### Given passage
____________
By the time of his 1980 TV show “Cosmos”, Sagan and other astronomers knew how hot Venus’ atmosphere was.

Reply to  John Tillman
October 4, 2019 8:50 pm

I never watched any of Sagan’s shows. What I saw was a newscast, and Sagan dismissed the idea of a hot Venus saying that the heavy clouds would keep it cold. IIRC, he also derided I.V.’s prediction that the atmosphere would be heavy with hydrocarbons.

Be thankful he’s not around now. My guess is he’d be right up there waving the climate change flag, and making good money at it. Velikovsky, OTOH, was a classical amateur in the best sense.

John Tillman
Reply to  otropogo
October 5, 2019 9:55 am

I missed that interview.

You’re right that the astronomical Dr. would be waving the CACA-stained flag.

Joe Scibiorski
October 4, 2019 1:27 am

I knew Carl Sagan was an astronomer but had no idea he was “astonomical”.
____________
### Data excerpts
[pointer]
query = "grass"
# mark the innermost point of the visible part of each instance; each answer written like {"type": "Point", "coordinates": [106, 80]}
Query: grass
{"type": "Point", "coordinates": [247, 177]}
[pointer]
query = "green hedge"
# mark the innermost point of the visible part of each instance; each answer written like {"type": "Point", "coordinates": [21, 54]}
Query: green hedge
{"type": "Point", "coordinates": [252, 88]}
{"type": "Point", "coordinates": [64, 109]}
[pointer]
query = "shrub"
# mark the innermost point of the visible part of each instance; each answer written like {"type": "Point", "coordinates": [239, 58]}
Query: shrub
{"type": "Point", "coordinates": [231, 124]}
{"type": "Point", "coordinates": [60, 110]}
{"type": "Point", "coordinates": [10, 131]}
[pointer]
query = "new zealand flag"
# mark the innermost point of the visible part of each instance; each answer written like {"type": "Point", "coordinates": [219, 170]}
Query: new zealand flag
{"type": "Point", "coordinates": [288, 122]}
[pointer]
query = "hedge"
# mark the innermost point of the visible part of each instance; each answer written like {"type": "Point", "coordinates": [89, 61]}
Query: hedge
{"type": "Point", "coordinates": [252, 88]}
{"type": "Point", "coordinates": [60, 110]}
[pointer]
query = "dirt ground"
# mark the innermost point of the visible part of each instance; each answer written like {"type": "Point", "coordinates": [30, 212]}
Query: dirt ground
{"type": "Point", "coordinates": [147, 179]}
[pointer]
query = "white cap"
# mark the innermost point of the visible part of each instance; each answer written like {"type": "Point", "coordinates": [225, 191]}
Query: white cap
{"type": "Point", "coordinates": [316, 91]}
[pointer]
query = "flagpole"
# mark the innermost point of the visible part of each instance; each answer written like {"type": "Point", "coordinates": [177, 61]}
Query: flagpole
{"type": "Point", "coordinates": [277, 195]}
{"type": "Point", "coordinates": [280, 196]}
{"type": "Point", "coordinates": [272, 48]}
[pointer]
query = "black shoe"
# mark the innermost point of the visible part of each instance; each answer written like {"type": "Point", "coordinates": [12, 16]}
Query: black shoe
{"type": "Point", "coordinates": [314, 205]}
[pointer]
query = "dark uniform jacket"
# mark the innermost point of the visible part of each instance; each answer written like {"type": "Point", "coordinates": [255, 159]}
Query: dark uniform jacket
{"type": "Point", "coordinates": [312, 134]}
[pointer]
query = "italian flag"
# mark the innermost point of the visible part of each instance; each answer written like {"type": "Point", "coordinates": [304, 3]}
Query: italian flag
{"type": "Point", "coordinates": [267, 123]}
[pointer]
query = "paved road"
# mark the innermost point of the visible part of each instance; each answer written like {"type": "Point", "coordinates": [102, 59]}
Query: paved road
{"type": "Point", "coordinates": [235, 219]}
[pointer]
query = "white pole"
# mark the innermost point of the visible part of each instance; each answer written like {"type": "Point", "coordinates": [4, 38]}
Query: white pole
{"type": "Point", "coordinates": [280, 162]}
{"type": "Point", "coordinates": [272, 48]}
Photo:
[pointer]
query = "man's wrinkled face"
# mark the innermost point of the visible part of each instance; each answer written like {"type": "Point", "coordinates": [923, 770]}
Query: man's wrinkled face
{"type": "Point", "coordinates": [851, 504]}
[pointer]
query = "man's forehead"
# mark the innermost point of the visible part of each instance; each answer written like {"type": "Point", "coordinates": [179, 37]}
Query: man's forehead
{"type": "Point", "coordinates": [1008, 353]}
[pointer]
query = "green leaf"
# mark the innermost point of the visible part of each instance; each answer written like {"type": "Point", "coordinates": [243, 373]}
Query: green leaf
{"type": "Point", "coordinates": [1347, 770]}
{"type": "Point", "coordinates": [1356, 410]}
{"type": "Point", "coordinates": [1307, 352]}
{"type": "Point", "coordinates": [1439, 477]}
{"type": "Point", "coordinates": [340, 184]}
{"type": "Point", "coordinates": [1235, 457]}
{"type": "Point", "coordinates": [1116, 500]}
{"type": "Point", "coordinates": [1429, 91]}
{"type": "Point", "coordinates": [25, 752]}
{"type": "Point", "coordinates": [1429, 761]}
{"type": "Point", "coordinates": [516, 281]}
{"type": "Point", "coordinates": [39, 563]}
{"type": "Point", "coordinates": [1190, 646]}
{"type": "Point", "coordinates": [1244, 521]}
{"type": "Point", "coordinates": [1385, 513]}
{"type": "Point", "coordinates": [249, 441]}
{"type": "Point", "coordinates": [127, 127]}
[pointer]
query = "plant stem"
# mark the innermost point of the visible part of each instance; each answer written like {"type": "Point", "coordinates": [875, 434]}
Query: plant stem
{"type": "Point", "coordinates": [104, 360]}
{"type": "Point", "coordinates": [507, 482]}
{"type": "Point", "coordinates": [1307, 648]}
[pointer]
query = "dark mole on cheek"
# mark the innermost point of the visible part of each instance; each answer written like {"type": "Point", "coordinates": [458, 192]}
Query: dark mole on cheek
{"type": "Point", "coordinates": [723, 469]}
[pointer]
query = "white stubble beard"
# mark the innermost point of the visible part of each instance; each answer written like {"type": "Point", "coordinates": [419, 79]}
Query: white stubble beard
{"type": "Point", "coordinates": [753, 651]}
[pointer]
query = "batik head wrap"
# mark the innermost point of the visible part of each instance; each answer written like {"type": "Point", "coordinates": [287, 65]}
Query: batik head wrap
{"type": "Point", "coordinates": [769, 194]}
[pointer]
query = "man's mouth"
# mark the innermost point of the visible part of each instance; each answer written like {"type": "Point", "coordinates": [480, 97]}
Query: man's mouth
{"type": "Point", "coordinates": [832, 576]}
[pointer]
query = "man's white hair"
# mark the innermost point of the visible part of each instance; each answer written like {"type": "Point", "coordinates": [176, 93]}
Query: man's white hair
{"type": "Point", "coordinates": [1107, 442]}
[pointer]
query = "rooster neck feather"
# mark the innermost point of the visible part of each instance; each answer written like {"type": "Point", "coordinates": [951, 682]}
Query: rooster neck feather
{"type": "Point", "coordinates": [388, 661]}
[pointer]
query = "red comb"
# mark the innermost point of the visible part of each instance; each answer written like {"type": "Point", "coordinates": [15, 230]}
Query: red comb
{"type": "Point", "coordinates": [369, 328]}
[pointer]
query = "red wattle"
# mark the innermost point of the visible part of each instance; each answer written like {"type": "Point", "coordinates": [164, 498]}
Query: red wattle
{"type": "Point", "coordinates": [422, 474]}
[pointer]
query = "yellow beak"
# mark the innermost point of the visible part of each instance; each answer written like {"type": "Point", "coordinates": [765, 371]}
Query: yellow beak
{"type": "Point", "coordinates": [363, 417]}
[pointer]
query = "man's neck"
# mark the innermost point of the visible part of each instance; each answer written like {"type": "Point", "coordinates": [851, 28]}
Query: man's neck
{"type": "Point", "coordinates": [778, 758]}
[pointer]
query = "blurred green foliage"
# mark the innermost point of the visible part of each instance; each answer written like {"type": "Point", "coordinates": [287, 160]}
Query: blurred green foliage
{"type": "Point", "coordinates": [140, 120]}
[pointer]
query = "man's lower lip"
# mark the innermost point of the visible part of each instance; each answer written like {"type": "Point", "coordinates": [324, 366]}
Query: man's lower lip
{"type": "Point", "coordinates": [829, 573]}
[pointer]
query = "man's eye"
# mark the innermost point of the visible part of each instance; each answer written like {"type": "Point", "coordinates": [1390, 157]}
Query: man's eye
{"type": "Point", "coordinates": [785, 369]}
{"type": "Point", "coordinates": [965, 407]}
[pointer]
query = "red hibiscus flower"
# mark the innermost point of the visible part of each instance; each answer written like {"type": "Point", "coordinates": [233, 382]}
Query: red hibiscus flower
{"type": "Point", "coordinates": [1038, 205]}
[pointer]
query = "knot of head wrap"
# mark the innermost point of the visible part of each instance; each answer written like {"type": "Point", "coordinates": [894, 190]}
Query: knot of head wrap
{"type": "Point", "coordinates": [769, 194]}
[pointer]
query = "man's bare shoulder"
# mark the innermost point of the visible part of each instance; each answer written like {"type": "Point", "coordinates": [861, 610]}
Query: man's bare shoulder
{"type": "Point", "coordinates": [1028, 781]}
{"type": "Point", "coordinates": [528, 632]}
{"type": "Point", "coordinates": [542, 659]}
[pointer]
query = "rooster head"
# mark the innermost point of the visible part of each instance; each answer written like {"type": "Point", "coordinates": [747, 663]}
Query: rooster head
____________
### Task
Revise the part of the comment thread starting with "By the time" and going on through "missed that interview.", putting "news report" in place of "newscast". The data come from a separate source.

### Reply
By the time of his 1980 TV show “Cosmos”, Sagan and other astronomers knew how hot Venus’ atmosphere was.

Reply to  John Tillman
October 4, 2019 8:50 pm

I never watched any of Sagan’s shows. What I saw was a news report, and Sagan dismissed the idea of a hot Venus saying that the heavy clouds would keep it cold. IIRC, he also derided I.V.’s prediction that the atmosphere would be heavy with hydrocarbons.

Be thankful he’s not around now. My guess is he’d be right up there waving the climate change flag, and making good money at it. Velikovsky, OTOH, was a classical amateur in the best sense.

John Tillman
Reply to  otropogo
October 5, 2019 9:55 am

I missed that interview.